JOB A
Translate this sentence from the text on doing business in the UK into Spanish: "The United Kingdom remains one of the largest, most competitive markets in the world."
JOB B
Write the next paragraph of the text on doing business in the UK, picking up after its final sentence.

TEXT SECTION
The United Kingdom remains one of the largest, most competitive markets in the world. It is a global centre of excellence across a wide range of business sectors as well as being a world-leader in higher education. The City of London, along with New York, continues to dominate international finance and UK-based legal firms retain their pre-eminence as global players.

Despite these massive positive factors, the UK faces a number of challenges going forward. How will the UK cope with a post-Brexit world as it navigates its way through the Brexit negotiations and looks to forge new partnerships outside it traditional markets within the EU? Will the UK be able to improve its notoriously poor productivity levels and will the City of London be able to retain its leadership role in global finance?

All of these questions will be answered in the coming decade but in the intervening period the UK remains open for business and the prospects for doing successful business in the UK remain positive. The UK actively seeks overseas companies who see the country as an attractive market and world-class incentives are in place to help you take advantage of a sophisticated consumer base and a highly educated workforce.

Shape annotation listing
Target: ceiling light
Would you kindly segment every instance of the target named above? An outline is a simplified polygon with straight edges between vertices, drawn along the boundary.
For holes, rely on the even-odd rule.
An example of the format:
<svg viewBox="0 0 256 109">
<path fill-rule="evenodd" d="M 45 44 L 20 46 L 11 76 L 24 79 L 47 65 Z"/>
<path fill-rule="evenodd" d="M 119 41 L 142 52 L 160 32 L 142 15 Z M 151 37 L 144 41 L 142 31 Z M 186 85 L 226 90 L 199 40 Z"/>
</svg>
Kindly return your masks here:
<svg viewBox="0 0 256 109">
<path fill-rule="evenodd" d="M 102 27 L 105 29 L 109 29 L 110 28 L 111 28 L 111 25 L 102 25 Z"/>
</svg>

WRITTEN REPLY A
El Reino Unido sigue siendo uno de los mercados más grandes y competitivos del mundo.

WRITTEN REPLY B
If you are considering doing business in the UK, you need to consider the cultural issues you are likely to encounter. Put simply, the British are quick to take offence. Your communication style might be viewed as aggressive, when you thought you were merely being helpfully direct or your negotiating style could appear confrontational when you thought you were offering useful alternatives. Study the UK approach to business in advance – it will pay dividends.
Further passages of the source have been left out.